[Work order] Output only an exact transcription of the line containing "Where can the yellow" and all lines that follow it in the data below.

[Natural-language object grounding data]
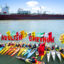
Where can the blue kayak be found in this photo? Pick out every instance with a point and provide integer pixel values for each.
(1, 48)
(31, 53)
(28, 51)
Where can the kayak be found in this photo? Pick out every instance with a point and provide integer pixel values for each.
(24, 51)
(29, 60)
(15, 51)
(58, 55)
(43, 55)
(21, 50)
(28, 51)
(1, 48)
(31, 53)
(53, 54)
(9, 50)
(48, 55)
(62, 55)
(12, 51)
(6, 50)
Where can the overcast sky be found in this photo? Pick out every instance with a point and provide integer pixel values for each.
(51, 6)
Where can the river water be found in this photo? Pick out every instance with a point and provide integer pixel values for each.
(54, 26)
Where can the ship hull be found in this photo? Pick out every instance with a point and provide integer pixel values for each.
(30, 17)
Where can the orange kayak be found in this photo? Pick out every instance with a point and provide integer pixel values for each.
(9, 50)
(62, 55)
(15, 51)
(12, 51)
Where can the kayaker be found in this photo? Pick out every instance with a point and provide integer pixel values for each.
(53, 47)
(33, 60)
(41, 50)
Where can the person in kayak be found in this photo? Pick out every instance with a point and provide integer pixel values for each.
(32, 61)
(41, 50)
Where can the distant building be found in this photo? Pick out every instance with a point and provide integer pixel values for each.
(5, 10)
(21, 11)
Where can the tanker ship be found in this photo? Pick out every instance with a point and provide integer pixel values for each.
(26, 15)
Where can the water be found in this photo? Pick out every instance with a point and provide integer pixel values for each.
(54, 26)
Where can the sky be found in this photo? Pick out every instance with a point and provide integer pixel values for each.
(50, 6)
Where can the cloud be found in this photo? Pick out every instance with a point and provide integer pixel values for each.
(32, 3)
(38, 9)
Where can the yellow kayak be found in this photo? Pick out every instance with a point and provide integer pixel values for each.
(13, 50)
(62, 55)
(21, 50)
(43, 55)
(24, 51)
(6, 49)
(2, 49)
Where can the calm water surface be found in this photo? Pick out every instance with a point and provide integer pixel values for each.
(54, 26)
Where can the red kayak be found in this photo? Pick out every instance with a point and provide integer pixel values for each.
(9, 50)
(15, 51)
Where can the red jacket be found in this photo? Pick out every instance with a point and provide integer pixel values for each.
(41, 49)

[Answer box]
Where can the yellow kayak be found in this photo? Pick out every instance with a point and provide integer pixel values for each.
(13, 50)
(62, 55)
(21, 50)
(43, 55)
(24, 51)
(6, 49)
(2, 49)
Where can the calm water surface be found in this photo? Pick out every instance with a point and provide integer pixel values for each.
(54, 26)
Where can the red kayak be found in this photo? Pick out every instance with a point and provide integer pixel values for each.
(9, 50)
(15, 51)
Where can the red jacket be found in this photo? Pick out every instance with a point and provide integer pixel values for each.
(41, 49)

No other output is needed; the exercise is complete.